▶ [SOURCE DOCUMENT]

Definition of Natural Selection
Natural selection in evolution is a cause or reason that supports the organisms to better adapt to their environment in order to better survive and produce more offspring that can withstand the environment.
Natural selection is a key mechanism of evolution that directly leads to adaptations because it is based on the evolutionary phenomenon of the survival of the fittest.
The survival of the fittest in natural selection states that nature selects only those individuals who are with favorable variations and are best adapted to the environment. The less fit and unfit organisms die and are eventually destroyed.
Evolution is related to natural selection as only a way that supports and causes evolution.
Evolution deserves better adaptations of the organisms to their environment, and natural selection is a gradual process of how the organisms adapt themselves to evolve to better withstand the environment and pass the adapted characters to their offsprings.
Unlike genetic drift, natural selection is not random but due to the selective pressure of the environment on the organism. It brings only positive or beneficial change/adaptation in the organism towards its environment.

▶ [SUPPLIED INFORMATION]

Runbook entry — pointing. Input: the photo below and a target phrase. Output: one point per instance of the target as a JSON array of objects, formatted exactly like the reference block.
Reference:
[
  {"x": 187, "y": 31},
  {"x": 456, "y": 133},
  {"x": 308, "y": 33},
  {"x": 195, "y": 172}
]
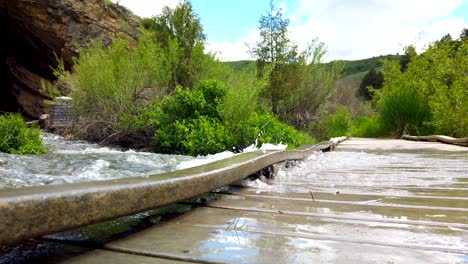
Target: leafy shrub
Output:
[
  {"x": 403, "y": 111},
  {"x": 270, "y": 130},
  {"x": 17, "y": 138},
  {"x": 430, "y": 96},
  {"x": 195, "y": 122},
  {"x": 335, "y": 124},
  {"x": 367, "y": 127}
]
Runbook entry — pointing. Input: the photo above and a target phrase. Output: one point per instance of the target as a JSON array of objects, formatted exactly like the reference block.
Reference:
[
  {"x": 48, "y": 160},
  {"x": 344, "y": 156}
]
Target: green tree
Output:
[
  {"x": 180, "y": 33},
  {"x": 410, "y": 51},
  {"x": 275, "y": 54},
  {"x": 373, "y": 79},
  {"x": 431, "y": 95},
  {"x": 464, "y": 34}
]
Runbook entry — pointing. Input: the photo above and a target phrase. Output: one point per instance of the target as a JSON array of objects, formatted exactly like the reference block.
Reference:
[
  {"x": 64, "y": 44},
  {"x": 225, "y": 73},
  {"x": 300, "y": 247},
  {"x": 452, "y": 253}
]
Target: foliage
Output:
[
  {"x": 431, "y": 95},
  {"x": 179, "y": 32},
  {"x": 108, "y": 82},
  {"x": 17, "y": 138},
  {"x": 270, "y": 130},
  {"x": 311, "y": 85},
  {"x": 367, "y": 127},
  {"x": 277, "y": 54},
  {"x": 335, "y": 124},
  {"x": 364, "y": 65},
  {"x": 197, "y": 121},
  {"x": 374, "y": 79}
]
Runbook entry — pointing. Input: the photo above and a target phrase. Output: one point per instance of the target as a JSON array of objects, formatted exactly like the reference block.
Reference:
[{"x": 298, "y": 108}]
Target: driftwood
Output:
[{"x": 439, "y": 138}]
==
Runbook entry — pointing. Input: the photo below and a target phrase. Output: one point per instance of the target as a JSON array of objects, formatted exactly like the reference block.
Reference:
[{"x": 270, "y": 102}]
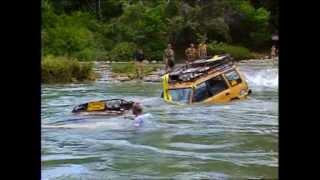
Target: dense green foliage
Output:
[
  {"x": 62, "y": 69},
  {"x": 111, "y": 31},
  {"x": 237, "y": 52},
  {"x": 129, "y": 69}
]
---
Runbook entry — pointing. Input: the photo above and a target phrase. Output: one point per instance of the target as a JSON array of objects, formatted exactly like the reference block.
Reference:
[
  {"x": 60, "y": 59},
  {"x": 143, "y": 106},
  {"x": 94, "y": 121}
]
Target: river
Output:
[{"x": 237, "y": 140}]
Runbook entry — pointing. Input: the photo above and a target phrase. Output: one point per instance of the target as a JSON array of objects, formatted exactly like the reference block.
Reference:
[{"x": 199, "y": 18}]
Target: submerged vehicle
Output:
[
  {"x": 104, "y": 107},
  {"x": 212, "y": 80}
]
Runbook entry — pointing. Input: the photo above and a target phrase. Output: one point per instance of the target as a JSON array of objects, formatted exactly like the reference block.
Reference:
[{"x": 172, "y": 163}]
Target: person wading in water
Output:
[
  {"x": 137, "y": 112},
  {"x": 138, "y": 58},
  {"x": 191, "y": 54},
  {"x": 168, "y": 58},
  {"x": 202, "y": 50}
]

▶ [WHAT IS BEING ASKED] Repeat word for word the part of the natural selection passage between "Natural selection is a key" and "to their offsprings.", inclusive. Work from the natural selection passage alone, not the rows.

▶ [EXPECTED OUTPUT]
Natural selection is a key mechanism of evolution that directly leads to adaptations because it is based on the evolutionary phenomenon of the survival of the fittest.
The survival of the fittest in natural selection states that nature selects only those individuals who are with favorable variations and are best adapted to the environment. The less fit and unfit organisms die and are eventually destroyed.
Evolution is related to natural selection as only a way that supports and causes evolution.
Evolution deserves better adaptations of the organisms to their environment, and natural selection is a gradual process of how the organisms adapt themselves to evolve to better withstand the environment and pass the adapted characters to their offsprings.